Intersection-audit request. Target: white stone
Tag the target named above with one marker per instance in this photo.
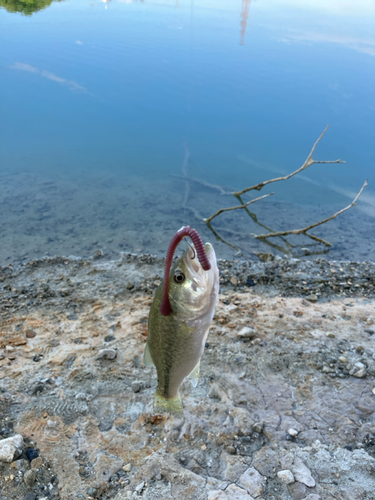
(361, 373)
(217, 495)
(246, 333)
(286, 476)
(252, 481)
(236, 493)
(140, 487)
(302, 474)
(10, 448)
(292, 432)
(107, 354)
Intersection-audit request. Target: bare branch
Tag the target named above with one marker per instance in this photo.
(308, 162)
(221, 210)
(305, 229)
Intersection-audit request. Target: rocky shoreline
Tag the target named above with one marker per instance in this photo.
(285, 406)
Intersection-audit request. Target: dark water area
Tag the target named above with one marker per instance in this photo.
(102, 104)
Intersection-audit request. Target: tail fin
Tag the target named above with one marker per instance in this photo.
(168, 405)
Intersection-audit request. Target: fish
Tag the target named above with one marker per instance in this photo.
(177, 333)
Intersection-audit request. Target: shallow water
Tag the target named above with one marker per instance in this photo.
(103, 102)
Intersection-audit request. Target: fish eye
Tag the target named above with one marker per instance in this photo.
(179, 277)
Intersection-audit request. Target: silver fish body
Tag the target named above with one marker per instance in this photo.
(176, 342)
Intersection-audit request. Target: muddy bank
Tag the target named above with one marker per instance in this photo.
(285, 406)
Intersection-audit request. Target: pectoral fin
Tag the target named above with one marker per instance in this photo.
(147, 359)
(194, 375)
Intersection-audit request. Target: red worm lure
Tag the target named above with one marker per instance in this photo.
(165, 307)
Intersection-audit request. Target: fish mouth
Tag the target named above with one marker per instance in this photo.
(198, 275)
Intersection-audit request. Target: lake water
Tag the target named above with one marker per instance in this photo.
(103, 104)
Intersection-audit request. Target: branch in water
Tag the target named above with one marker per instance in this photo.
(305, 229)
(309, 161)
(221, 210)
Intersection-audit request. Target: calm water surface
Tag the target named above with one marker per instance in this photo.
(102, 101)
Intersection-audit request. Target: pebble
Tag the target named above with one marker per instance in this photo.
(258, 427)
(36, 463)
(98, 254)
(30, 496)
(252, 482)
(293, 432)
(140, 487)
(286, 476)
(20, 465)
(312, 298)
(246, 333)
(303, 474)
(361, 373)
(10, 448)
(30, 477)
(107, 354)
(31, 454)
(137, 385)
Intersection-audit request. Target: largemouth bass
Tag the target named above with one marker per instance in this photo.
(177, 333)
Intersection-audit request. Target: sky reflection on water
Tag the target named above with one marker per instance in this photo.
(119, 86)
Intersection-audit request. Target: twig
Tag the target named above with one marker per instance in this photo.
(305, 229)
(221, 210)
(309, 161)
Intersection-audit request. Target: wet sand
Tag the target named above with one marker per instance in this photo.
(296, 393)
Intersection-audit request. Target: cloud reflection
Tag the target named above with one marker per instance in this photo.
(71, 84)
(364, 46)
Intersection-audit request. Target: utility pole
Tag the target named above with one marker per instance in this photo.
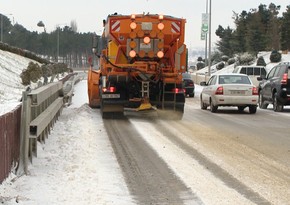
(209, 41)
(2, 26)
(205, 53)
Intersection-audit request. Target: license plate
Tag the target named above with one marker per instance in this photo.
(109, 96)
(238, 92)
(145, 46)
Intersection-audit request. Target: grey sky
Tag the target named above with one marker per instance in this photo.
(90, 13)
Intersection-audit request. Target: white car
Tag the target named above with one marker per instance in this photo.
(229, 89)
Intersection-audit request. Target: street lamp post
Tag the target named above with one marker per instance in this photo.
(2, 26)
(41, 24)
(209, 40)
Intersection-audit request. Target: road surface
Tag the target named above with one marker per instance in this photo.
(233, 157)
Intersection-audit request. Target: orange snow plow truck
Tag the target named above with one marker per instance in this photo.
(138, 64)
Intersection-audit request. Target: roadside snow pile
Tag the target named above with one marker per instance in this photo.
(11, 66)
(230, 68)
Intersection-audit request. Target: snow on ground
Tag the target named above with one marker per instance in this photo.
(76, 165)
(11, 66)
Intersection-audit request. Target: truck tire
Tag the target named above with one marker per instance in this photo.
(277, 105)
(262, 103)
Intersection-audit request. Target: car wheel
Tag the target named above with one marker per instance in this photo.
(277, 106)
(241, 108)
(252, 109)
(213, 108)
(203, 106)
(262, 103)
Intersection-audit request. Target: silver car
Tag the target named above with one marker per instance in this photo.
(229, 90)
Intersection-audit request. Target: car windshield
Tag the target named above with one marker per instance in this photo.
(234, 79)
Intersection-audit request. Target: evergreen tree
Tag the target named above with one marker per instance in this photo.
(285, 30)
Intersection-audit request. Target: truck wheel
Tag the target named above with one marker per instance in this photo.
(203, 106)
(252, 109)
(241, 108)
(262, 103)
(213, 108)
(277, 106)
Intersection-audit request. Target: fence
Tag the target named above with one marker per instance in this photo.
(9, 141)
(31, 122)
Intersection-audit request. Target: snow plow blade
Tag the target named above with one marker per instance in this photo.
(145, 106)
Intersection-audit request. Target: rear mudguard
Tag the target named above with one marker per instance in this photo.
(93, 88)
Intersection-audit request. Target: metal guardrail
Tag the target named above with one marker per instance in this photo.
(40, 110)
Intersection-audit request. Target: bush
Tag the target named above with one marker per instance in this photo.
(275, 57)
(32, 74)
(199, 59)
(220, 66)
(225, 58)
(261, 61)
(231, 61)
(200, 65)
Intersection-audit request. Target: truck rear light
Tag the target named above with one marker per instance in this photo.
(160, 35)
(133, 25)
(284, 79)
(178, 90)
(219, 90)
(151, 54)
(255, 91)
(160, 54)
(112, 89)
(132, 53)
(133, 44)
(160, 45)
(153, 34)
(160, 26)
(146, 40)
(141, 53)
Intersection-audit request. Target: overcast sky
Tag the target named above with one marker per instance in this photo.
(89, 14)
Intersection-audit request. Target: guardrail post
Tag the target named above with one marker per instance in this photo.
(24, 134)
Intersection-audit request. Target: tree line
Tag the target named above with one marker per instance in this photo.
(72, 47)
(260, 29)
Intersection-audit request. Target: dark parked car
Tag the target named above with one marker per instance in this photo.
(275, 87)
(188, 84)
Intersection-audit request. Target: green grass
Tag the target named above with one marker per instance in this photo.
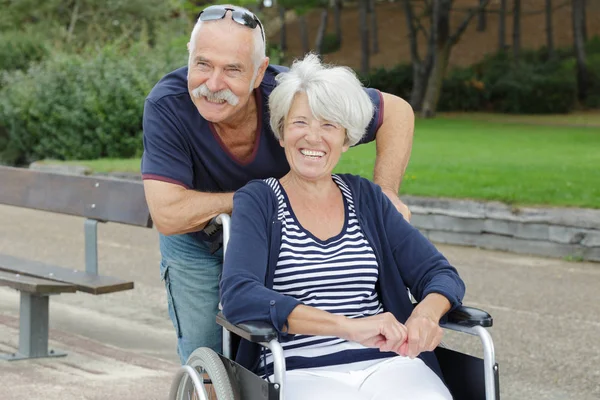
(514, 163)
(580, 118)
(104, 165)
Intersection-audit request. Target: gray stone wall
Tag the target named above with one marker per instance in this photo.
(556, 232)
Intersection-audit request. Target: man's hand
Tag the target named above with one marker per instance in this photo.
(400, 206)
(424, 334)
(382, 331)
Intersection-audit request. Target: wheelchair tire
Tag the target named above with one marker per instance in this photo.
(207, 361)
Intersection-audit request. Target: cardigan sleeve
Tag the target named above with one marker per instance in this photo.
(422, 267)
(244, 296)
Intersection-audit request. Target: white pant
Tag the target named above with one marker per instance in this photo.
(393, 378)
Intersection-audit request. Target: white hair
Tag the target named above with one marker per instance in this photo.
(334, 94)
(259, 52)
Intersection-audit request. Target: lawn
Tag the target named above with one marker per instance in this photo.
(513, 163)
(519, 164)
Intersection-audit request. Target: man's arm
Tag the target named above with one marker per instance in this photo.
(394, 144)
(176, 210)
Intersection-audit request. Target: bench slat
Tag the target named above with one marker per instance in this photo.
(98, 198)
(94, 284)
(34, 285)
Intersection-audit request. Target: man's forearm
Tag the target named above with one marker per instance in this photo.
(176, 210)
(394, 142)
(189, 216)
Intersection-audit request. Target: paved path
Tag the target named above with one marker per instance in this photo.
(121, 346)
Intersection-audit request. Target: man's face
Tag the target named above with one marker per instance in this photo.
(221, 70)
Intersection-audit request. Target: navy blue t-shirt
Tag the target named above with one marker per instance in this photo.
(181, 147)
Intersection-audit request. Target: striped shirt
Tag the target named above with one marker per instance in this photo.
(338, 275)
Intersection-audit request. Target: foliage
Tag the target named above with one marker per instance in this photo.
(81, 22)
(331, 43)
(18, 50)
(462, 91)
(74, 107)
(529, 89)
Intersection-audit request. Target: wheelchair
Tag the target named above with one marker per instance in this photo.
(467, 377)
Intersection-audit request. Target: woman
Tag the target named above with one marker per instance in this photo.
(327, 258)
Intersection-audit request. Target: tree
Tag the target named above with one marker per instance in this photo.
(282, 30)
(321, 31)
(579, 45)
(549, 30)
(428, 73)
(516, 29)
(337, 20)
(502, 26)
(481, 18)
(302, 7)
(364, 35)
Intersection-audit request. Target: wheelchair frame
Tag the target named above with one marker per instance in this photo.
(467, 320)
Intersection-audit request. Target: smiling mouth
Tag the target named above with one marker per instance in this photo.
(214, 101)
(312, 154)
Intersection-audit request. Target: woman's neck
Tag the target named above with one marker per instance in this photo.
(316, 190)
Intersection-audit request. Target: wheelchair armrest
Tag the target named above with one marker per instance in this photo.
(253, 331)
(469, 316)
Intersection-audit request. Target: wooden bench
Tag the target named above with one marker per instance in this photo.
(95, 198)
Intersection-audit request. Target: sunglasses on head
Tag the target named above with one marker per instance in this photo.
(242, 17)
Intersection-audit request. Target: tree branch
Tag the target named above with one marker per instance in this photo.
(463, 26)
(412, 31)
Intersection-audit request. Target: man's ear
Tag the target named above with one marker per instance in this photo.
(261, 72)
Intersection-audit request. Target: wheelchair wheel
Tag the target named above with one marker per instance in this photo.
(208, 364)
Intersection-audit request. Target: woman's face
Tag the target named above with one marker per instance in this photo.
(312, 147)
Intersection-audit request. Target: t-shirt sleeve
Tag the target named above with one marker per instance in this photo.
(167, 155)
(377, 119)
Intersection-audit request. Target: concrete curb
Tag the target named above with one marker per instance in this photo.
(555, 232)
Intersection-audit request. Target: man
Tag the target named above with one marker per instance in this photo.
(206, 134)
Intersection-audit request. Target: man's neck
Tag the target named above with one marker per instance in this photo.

★ ★ ★ ★

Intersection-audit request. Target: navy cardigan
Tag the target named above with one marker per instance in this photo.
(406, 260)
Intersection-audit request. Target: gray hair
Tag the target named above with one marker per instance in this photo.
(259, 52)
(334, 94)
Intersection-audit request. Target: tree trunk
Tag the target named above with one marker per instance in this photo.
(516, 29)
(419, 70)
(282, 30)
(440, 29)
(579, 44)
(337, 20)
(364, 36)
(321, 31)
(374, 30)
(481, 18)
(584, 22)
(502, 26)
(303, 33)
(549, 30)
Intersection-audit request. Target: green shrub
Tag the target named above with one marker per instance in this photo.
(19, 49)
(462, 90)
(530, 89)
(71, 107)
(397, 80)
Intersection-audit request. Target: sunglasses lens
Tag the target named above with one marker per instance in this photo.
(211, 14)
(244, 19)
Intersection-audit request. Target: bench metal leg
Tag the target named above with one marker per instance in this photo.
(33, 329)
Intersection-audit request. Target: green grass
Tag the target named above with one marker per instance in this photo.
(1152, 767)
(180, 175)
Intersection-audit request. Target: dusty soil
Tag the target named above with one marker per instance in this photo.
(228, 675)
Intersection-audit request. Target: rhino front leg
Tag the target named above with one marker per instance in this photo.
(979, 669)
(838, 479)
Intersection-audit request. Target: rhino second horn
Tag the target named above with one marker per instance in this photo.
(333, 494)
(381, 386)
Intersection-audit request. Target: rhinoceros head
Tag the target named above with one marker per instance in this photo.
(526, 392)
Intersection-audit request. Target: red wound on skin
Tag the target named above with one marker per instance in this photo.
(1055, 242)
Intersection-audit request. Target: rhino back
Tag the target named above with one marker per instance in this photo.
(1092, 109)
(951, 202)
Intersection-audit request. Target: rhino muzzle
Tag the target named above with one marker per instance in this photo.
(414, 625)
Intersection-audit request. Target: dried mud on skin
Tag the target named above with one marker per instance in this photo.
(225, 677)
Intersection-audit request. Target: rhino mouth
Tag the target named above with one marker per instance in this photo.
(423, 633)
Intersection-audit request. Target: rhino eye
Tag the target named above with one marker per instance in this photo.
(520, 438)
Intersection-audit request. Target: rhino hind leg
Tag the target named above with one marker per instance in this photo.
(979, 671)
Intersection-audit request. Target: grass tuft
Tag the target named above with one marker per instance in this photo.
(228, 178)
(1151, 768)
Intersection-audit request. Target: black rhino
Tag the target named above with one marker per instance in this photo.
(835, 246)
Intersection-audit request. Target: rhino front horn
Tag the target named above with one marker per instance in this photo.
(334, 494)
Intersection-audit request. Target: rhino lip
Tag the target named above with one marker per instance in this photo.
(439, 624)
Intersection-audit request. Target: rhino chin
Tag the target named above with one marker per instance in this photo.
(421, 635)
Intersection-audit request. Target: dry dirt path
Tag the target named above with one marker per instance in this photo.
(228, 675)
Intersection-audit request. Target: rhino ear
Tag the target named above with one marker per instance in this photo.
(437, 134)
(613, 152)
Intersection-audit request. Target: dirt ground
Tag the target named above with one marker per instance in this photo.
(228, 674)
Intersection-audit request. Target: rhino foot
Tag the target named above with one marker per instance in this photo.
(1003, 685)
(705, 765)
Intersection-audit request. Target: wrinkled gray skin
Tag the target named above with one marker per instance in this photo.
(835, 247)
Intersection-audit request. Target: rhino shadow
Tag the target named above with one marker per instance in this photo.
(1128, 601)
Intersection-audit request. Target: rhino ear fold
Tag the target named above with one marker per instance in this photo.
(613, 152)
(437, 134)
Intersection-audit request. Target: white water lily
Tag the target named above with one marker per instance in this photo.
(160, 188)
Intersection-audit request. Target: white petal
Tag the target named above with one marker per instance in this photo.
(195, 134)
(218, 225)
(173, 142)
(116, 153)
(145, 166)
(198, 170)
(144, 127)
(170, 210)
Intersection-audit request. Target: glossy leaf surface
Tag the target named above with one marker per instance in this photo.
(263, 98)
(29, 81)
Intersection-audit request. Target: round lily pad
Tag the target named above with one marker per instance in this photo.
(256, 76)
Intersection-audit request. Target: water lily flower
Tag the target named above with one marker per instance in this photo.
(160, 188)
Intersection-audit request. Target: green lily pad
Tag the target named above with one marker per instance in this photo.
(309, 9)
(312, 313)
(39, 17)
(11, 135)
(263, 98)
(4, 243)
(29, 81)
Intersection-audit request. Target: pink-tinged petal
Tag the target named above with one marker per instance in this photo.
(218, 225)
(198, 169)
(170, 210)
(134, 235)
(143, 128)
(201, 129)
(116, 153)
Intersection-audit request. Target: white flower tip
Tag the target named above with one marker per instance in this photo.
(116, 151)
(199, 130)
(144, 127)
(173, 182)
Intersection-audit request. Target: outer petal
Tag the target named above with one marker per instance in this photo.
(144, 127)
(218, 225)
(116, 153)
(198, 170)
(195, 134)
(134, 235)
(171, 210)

★ ★ ★ ★

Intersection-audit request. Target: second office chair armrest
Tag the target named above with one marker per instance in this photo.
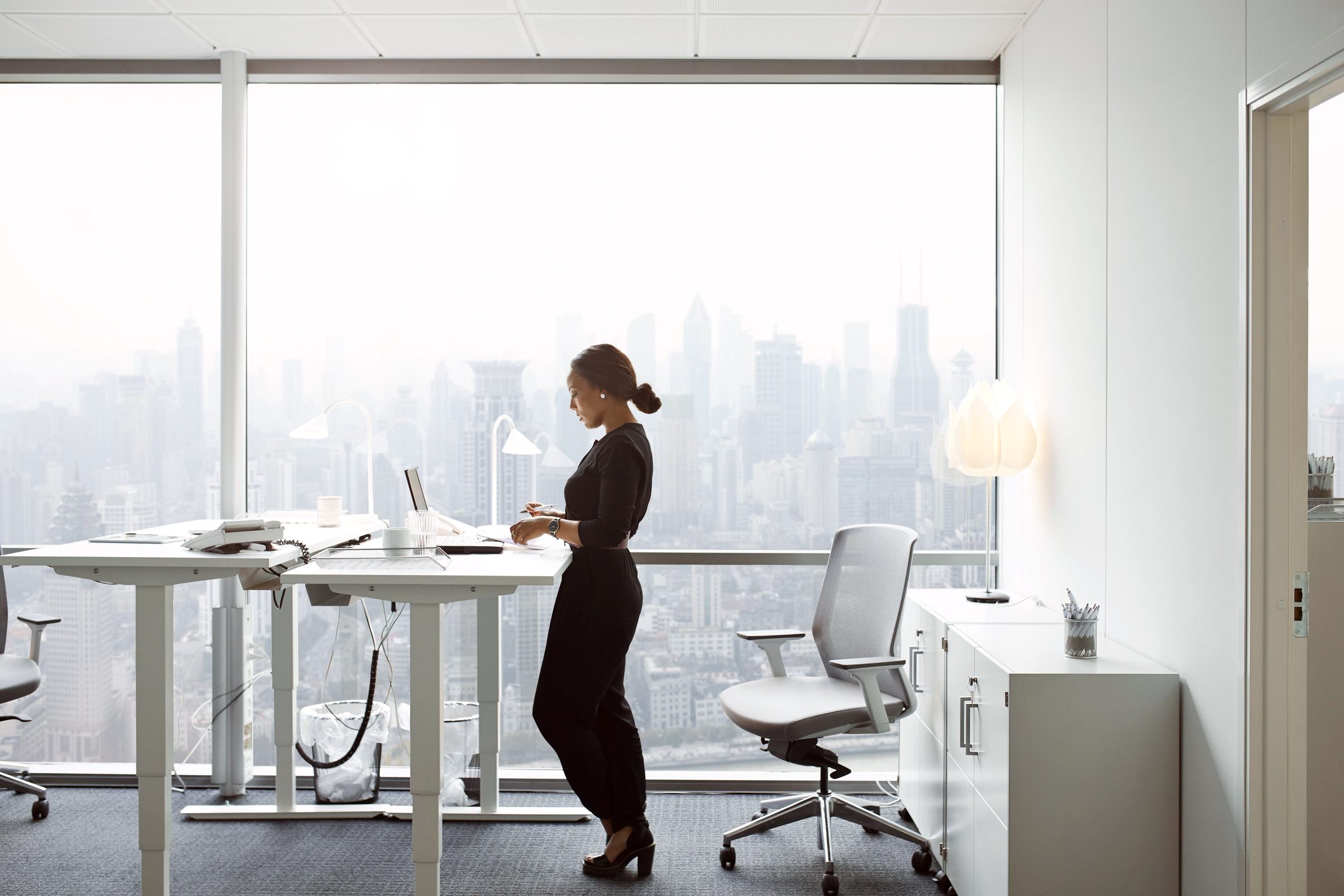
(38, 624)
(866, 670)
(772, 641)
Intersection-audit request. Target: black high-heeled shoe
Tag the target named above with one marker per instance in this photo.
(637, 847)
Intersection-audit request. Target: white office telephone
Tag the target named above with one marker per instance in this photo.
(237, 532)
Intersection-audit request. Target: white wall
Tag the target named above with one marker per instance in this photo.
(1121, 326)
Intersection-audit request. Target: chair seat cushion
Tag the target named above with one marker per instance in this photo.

★ ★ ★ ★

* Goal of the exercise
How many lines in the records above contain the string "water"? Case counts. Reply with the number alone.

* Response to this exercise
8